> [Task material]:
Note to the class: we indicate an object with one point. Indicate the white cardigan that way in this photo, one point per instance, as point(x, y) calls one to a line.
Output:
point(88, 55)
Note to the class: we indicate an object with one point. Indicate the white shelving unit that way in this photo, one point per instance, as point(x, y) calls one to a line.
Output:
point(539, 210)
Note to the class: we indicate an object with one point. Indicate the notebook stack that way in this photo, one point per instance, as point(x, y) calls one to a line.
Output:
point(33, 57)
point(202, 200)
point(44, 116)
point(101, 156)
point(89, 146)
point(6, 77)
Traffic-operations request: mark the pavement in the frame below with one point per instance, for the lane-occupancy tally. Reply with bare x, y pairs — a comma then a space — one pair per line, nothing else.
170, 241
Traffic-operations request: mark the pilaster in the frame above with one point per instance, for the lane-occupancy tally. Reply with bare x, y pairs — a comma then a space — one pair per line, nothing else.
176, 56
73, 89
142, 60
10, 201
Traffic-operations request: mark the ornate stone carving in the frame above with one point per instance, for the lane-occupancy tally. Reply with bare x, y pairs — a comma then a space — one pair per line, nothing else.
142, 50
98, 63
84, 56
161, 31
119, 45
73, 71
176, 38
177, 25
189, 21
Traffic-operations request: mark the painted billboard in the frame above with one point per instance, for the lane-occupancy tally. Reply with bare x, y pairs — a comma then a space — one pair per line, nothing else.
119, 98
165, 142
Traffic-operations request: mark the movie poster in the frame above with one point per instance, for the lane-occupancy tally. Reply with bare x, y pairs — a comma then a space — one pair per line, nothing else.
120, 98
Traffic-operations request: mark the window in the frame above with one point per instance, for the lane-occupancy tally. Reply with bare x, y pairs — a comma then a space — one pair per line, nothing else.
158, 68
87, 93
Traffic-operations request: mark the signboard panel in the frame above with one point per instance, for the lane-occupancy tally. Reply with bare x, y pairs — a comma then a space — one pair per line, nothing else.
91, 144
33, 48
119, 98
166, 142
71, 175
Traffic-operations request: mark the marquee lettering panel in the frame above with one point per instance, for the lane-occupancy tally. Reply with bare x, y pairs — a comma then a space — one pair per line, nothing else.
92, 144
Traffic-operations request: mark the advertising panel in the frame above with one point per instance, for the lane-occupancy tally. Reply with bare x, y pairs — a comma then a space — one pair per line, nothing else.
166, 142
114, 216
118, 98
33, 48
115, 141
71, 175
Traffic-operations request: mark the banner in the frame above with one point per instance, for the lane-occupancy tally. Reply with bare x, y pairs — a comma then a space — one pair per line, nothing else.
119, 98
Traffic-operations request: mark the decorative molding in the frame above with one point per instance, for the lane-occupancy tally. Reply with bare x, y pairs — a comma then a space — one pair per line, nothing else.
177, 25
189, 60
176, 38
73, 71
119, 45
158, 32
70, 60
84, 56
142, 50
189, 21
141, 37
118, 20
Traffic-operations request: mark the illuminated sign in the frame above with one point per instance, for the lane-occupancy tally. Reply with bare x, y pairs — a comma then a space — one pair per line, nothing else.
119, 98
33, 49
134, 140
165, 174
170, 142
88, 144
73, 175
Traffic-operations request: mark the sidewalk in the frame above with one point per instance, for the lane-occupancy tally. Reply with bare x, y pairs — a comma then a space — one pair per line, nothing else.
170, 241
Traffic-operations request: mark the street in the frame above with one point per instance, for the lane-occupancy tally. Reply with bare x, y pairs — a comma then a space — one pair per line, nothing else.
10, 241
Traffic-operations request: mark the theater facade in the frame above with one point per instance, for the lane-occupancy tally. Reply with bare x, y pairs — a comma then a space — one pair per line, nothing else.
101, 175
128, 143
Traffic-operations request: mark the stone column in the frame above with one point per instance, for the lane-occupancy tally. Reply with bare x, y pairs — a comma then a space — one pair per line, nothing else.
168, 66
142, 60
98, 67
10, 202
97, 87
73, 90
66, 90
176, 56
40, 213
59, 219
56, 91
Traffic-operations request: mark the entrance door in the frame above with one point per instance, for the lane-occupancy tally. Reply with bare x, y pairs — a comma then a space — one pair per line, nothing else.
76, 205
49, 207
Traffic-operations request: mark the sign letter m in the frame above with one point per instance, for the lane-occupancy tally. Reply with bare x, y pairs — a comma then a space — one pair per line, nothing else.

> [What is being asked]: The material must be reproduced word for word.

> [Task result]:
Note to the class: we indicate an object with one point. Indicate the white cardigan that way in this photo, one point per instance, as point(x, y) calls one to a line.
Output:
point(88, 55)
Note to the class: we indicate an object with one point. Indicate the white shelving unit that way in this photo, one point per instance, as point(x, y) calls one to a line.
Output:
point(539, 210)
Note to the class: we indicate an object with one point. Indicate the notebook stack that way in this photo, one point per instance, as point(x, y) calls one to a line.
Output:
point(33, 57)
point(202, 200)
point(44, 116)
point(101, 156)
point(89, 146)
point(6, 77)
Traffic-operations request: mark the pavement in the frame below with one point per instance, for the lane-occupancy tally. Reply with bare x, y pairs — a comma then a space — one pair per line, nothing else.
170, 241
Traffic-operations request: mark the pilaster in the frame above with one point per instance, for the lane-occupancy tally. Reply with bare x, y pairs — a comma then a space — one pair per line, nothing else.
176, 56
73, 89
142, 60
10, 201
Traffic-operations request: mark the ornate stone carving in the frame above with one point per instance, for the lane-occupancy tally. Reply with bare x, y pairs — a comma then a space — one pair per line, nothing else.
142, 50
98, 63
84, 56
161, 31
119, 45
73, 71
176, 38
177, 25
189, 21
Traffic-operations request: mark the painted billboard in the frame above with one point per instance, for the lane-occupancy tally. Reply with bare x, y pairs — a comma then a space — one pair per line, nothing else.
119, 98
165, 142
Traffic-operations request: mark the movie poster in the frame above with one point per instance, for the lane-occupancy tally. Reply with bare x, y pairs — a comma then a space — one pair per line, nothing else.
120, 98
Traffic-operations request: mark the window in the frame above with one point per instance, for the lane-occupancy tally. Reply with bare x, y pairs — a comma then a space — one pair per line, nothing else.
158, 68
87, 93
Traffic-operations request: mark the signboard panel in the frame above with one point per instance, for the lane-occupancy tally. Reply with bare x, y pairs — a comma then a space — one pair per line, nothing else.
91, 144
33, 48
119, 98
166, 142
71, 175
Traffic-operations request: mark the marquee lettering panel in the frame above with one point per instance, for the lane-occupancy tally. Reply with bare x, y pairs — a comma then a space — one pair per line, nothing else.
92, 144
Traffic-operations request: mark the advertising panel in the frame above with one point per instance, for the lane-occupancy tally. Reply with bare x, y pairs — a comma then a space — one pair per line, nothing else.
166, 142
114, 216
118, 98
33, 48
115, 141
71, 175
Traffic-operations request: mark the banner in the frame above with one point per instance, for the lane-occupancy tally. Reply with bare x, y pairs — a comma then a space — one pair per line, nothing else.
119, 98
Traffic-operations request: mark the decorative molding in the frame above with one point per instance, for the lane-occupancy tally. Reply with bare x, y pairs — a comma then a space — one pair per line, nothing else.
177, 25
189, 60
176, 38
73, 71
119, 45
158, 32
70, 60
84, 56
142, 50
189, 21
141, 37
118, 20
Traffic-operations request: mark the illuminated sign in the frame above with one point per instance, for the lane-occupancy tally. Reply with bare x, y pairs — a comma then a space — one pair per line, nothing else.
119, 98
33, 49
134, 140
165, 174
170, 142
88, 144
73, 175
Traffic-operations request: mark the sidewalk in the frame above with one point per instance, for the lane-occupancy tally. Reply with bare x, y pairs — a comma then a space — one pair per line, nothing else.
170, 241
Traffic-operations request: mark the street in the frame above with one point per instance, for the lane-occupancy tally. Reply with bare x, y pairs — a comma then a space — one pair per line, nothing else.
10, 241
Traffic-operations request: mark the theater facade in the frame above with one point per instance, for the lane-occupancy tally. Reply with bare x, y pairs — a comma then a space — one pair per line, nothing else.
101, 175
128, 143
Traffic-operations request: mark the stone column in the frame above with one point per instance, for the lane-occupancy tally. Reply with bare x, y pairs — a comma then a space — one pair per line, nothing else.
168, 66
142, 60
98, 67
10, 202
97, 87
73, 90
66, 90
176, 56
40, 213
59, 219
56, 91
Traffic-operations request: mark the entrance door in the frame above with one point per instance, for the lane-occupancy tally. Reply with bare x, y pairs — a comma then a space — one pair per line, nothing else.
76, 205
49, 207
Traffic-operations request: mark the sign letter m in the frame above with one point per instance, for the lane-occupancy tally. Reply with bare x, y pairs — a comma then a space — one pair per line, nothing else.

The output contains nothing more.